__Stated goal__.
Return, exactly, the line that contains "Provide the location of each instance of the window frame" together with all lines after it to the end of the entries, and no further lines.

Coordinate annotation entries

================

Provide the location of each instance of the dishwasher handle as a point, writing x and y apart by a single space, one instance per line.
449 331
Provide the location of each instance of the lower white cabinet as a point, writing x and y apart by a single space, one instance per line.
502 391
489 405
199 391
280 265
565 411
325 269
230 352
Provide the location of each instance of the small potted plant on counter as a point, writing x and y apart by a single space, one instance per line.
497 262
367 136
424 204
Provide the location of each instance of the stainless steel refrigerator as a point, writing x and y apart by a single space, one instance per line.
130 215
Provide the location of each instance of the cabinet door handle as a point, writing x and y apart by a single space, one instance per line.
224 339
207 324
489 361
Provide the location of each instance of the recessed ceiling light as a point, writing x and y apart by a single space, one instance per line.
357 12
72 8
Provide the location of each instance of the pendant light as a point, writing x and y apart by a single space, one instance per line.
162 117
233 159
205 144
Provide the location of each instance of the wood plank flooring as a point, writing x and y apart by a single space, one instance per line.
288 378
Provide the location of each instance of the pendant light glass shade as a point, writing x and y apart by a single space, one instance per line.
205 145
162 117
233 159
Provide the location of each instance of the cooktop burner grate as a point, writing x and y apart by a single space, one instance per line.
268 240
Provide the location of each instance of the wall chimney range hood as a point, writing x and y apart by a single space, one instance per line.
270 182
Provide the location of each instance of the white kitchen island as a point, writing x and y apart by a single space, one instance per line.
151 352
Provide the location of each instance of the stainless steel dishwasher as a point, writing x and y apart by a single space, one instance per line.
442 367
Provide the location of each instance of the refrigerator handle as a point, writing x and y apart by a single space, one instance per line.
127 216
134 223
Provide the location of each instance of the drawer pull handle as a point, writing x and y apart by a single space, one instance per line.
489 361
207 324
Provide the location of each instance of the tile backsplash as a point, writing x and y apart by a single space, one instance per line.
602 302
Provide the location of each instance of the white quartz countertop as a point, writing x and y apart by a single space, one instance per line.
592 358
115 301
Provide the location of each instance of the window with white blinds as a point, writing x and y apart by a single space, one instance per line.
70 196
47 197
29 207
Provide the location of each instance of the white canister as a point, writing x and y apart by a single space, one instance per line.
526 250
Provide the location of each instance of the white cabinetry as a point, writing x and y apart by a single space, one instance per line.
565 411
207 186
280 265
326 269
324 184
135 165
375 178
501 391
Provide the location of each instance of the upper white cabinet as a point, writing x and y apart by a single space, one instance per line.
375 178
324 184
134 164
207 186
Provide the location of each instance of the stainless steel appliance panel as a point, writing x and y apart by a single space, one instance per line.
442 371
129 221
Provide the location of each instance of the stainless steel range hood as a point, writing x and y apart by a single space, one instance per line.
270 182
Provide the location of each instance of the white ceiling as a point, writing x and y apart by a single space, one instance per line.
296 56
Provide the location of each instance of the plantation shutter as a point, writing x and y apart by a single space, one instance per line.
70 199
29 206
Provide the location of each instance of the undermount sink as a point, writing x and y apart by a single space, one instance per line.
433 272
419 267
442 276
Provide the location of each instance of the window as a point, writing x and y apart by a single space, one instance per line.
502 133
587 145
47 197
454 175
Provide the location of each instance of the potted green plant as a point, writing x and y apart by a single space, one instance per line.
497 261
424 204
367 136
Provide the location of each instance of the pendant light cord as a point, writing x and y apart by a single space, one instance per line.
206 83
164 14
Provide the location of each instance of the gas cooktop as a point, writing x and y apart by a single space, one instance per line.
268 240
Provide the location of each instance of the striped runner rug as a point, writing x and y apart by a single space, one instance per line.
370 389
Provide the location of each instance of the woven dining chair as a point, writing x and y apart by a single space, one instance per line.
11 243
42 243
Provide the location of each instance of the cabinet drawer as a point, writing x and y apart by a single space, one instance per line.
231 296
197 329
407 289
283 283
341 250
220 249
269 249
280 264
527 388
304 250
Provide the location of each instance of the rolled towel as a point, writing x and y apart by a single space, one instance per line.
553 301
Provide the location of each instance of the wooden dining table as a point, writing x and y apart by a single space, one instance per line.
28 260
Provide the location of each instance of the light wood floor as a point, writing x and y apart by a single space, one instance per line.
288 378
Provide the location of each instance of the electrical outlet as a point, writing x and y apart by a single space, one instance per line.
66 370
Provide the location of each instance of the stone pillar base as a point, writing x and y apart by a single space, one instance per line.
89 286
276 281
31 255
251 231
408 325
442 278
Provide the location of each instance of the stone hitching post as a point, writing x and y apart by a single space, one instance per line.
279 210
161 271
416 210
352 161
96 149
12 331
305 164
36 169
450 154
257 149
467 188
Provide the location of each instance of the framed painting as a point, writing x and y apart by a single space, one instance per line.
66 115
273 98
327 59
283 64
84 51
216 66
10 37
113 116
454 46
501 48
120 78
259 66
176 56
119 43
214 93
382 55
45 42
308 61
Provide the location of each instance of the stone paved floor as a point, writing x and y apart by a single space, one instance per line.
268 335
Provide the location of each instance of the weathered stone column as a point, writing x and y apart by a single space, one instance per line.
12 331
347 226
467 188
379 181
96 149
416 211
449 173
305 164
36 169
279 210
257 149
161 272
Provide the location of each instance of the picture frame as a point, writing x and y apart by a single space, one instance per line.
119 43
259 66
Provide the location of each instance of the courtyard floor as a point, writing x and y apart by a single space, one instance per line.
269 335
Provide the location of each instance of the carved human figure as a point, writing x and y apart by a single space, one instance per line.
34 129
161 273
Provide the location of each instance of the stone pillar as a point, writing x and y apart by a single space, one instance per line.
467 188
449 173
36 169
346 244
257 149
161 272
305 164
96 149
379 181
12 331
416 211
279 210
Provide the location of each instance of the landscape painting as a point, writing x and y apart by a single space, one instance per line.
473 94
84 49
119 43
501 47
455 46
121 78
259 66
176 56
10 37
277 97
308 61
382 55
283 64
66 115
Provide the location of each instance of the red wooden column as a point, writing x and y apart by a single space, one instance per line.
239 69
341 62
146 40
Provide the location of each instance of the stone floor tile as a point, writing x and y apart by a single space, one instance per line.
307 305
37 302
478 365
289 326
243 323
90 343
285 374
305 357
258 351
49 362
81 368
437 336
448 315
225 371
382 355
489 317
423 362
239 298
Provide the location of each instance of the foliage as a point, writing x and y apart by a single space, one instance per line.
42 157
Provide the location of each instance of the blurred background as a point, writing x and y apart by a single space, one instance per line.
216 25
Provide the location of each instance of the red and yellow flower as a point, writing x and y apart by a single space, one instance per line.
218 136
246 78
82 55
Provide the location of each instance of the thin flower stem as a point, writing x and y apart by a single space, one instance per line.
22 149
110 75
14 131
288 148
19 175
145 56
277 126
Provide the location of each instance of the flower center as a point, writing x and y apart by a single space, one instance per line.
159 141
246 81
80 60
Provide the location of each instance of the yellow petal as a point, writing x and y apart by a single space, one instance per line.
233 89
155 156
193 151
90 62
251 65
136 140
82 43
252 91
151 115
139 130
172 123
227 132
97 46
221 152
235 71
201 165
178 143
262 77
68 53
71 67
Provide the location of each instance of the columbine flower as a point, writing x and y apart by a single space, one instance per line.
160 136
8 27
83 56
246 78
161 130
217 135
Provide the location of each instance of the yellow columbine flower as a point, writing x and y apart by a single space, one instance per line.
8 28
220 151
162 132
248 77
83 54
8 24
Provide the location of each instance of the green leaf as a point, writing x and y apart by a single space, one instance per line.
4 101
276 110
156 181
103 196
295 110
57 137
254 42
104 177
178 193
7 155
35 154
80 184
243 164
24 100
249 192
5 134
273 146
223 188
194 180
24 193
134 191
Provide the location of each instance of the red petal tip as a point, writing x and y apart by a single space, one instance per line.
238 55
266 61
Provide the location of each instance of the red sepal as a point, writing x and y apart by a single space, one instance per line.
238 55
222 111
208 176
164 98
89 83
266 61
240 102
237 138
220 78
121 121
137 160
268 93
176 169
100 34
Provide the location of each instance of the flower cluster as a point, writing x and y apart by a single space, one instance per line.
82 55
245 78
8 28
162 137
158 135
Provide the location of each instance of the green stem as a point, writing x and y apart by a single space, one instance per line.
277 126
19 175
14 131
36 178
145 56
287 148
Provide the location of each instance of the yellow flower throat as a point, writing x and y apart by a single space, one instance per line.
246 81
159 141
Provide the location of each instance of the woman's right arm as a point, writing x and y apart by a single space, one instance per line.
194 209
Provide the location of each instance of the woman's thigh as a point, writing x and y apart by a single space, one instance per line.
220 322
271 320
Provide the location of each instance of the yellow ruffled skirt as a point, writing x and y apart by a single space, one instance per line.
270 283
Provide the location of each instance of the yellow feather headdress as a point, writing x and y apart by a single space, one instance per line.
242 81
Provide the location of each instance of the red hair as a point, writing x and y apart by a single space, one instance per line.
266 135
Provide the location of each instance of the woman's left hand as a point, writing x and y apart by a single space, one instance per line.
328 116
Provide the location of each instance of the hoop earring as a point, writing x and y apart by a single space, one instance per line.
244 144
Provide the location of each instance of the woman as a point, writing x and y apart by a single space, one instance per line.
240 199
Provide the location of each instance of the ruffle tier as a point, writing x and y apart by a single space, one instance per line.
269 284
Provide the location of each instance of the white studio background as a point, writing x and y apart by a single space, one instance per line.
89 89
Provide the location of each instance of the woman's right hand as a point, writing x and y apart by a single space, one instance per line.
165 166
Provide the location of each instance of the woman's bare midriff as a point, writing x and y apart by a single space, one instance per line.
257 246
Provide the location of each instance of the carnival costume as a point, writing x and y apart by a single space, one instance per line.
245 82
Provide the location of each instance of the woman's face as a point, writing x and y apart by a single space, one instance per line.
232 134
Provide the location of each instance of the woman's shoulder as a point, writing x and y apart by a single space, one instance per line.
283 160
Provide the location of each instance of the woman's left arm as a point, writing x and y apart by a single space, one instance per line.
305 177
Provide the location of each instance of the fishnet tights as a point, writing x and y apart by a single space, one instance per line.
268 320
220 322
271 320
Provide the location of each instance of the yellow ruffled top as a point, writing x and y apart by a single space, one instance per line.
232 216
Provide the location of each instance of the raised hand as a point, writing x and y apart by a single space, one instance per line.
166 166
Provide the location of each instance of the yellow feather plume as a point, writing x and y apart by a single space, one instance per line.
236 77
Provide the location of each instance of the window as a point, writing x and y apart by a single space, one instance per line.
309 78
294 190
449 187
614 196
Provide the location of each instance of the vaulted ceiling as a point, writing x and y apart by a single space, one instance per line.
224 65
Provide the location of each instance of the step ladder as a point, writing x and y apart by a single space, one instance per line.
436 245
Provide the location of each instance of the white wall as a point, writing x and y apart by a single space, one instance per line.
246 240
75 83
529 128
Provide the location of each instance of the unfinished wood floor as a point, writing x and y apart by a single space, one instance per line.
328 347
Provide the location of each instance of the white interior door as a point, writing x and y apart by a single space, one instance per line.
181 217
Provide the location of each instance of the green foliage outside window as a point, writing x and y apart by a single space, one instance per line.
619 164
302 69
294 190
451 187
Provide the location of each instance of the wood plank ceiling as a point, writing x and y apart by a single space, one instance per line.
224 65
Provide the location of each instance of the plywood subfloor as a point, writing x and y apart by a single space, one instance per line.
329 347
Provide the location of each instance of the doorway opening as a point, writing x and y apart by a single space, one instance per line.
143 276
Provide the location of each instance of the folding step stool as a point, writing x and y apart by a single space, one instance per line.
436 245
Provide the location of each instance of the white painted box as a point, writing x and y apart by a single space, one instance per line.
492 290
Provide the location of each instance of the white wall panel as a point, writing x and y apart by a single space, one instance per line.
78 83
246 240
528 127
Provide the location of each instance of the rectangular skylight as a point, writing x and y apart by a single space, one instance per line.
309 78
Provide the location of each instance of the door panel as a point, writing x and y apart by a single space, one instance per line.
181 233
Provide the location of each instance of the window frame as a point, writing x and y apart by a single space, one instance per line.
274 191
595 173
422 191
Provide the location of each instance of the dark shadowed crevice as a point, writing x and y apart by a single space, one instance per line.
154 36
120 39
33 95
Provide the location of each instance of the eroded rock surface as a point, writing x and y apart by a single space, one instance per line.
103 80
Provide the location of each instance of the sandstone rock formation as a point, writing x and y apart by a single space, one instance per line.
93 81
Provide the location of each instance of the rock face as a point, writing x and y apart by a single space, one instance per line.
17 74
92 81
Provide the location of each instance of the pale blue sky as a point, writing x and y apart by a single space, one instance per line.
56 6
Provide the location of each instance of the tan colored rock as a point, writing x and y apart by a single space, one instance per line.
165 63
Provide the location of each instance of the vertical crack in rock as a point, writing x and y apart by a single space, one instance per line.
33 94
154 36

================

__Expected output__.
Provide the location of each instance of the window frame as a point, writing x and y apart by a single space, one instance per line.
274 191
595 173
422 191
Provide the location of each instance of the dark shadowed crevice as a point, writing x and y apart by a single space, one instance per line.
154 36
120 39
33 95
Provide the location of each instance of the eroded rock surface as a point, writing x and y apart by a single space, one instance per line.
103 80
Provide the location of each instance of the sandstone rock formation as a point, writing x and y apart by a single space, one instance per line.
93 81
Provide the location of each instance of the rock face as a point, writing x and y apart by a single space, one instance per line.
17 74
92 81
Provide the location of each instance of the pale blue sky as a point, writing x and y apart by a single space, one instance per line.
56 6
Provide the location of each instance of the tan colored rock as a point, writing x and y apart by a single space, one instance per line.
165 63
Provide the location of each instance of the vertical crack in rock as a point, writing x and y apart by a single space, one instance per line.
33 94
154 36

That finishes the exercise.